| Directions |
Quote the interview transcript below word for word, from "Mr. IAN McEWAN" up to and including "acts of terrorism.".

| Page extract |
----

In the opening scene of Ian McEwan's current best-selling novel "Saturday," his protagonist sees an explosion in the predawn sky. His first suspicion, not surprisingly in modern-day London, is that he's seen an act of terrorism in his city. We want to turn to Ian McEwan to talk to him this week about what it's like to be a Londoner. He joins us from his home.

Thanks very much for being with us.

Mr. IAN McEWAN (Author): Hi.

SIMON: And help us understand what it's been like to be a Londoner this week, particularly that really just 12-hour period of celebration and then the acts of terrorism.

Mr. McEWAN: Yes. I mean, I cannot imagine that a city sort of swung from one mood to another in such a short time. I mean, it wasn't only that we were hugging ourselves over the victory in Singapore for the Olympic bid in 2012 but we just had a sort of fantastically successful concert in Hyde Park, a general kind of upsurge of good feeling towards helping solve problems in Africa. And Thursday morning really was a shock, even though we had been expecting it.

SIMON: I think some people were struck by the symbol of the Tube which 60 years ago had been a kind of symbol of the pluck of Londoners' resistance. And they would go down to the Tube and they would sing songs and...

----

(Data entries)

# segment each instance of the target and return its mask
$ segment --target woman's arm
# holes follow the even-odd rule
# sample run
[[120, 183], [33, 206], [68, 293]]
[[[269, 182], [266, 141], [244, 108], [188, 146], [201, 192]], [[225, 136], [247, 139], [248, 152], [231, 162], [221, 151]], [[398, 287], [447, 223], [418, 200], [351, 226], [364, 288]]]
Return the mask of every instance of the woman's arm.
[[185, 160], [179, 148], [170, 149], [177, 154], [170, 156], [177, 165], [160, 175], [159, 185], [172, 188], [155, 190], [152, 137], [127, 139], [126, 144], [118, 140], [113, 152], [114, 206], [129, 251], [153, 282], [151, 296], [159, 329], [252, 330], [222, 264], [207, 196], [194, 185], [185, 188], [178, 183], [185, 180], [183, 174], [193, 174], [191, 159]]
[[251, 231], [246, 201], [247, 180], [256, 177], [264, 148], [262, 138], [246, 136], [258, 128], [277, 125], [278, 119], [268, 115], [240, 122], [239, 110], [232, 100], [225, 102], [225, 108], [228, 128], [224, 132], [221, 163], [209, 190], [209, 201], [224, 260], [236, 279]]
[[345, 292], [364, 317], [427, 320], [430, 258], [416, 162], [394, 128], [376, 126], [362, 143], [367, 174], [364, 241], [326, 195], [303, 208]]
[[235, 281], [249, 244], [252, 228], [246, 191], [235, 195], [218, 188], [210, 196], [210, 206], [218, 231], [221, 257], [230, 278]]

----

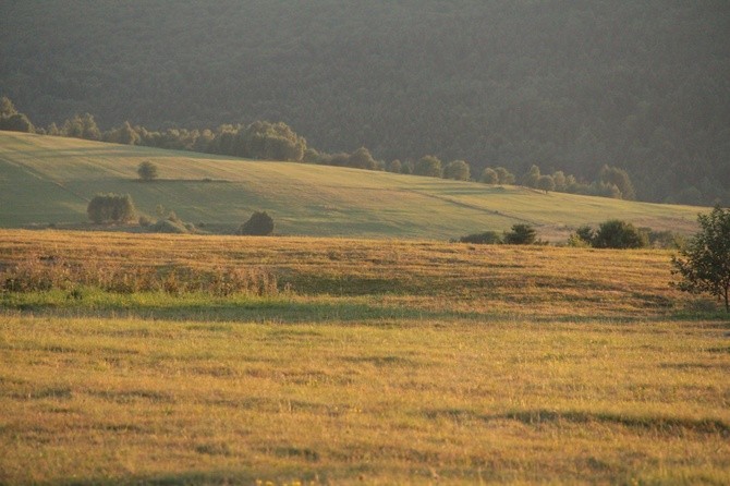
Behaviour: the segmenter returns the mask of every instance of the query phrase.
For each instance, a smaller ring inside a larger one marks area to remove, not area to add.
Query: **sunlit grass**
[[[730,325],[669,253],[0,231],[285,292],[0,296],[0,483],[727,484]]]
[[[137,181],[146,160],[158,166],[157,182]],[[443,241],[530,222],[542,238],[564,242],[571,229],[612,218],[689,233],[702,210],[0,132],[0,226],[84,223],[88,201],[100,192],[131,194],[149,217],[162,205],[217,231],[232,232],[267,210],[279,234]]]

----

| The answer |
Mr. IAN McEWAN (Author): Hi.

SIMON: And help us understand what it's been like to be a Londoner this week, particularly that really just 12-hour period of celebration and then the acts of terrorism.